● **Source data**
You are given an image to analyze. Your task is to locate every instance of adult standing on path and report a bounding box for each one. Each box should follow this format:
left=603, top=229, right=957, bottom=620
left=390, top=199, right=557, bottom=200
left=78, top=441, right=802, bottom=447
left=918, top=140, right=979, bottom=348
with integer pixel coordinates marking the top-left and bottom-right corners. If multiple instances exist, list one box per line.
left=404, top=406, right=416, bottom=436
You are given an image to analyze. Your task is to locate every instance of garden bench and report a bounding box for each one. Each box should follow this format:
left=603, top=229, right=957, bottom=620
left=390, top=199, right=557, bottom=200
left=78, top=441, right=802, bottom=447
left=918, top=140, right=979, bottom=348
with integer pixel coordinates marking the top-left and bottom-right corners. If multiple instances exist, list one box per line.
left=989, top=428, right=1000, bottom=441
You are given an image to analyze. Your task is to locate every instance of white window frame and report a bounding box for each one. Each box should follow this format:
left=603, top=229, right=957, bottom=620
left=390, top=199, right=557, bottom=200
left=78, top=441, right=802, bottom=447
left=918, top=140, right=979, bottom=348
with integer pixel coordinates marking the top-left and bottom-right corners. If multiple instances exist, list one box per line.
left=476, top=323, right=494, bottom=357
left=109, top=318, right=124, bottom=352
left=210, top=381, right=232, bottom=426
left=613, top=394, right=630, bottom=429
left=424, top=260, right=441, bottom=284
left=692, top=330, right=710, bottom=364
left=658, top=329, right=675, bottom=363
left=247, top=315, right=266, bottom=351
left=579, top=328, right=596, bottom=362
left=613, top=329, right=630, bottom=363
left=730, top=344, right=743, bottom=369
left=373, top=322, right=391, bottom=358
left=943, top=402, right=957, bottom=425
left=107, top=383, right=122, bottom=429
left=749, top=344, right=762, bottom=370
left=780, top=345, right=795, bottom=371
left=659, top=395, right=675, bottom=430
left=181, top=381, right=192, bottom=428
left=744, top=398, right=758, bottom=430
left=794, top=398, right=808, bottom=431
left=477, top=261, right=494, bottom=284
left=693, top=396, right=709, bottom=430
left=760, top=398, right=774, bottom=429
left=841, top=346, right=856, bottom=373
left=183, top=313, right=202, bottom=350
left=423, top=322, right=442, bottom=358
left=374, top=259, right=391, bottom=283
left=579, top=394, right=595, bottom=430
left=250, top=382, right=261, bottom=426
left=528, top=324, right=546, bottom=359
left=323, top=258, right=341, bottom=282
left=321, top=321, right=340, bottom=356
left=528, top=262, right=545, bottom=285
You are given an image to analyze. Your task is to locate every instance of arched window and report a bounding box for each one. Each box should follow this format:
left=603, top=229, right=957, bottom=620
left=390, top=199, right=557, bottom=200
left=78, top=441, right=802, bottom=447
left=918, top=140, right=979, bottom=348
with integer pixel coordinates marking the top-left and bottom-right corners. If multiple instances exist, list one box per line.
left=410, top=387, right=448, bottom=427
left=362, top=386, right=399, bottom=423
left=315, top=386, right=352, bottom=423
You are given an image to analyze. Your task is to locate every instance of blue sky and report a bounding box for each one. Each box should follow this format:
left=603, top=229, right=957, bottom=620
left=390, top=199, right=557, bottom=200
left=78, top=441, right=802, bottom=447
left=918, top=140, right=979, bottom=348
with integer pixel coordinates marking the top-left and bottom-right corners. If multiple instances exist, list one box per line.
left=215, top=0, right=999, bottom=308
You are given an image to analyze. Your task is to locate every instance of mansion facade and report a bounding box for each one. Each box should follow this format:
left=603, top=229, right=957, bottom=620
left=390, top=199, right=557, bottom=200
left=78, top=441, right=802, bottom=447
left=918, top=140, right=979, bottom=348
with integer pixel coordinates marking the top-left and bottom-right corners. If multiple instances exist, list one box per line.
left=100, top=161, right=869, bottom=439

● **Activity**
Lines from the entries that contain the word "window" are what the answer must hold.

● **Solution for this exercise**
You are given an image to analyze. Your task is to locate every instance of white window frame and report a bounding box for each one. Each box should follow this format:
You are given an image to analyze. Your task is to locate every instance of arched window and report a bounding box for each one. Each box should follow this format:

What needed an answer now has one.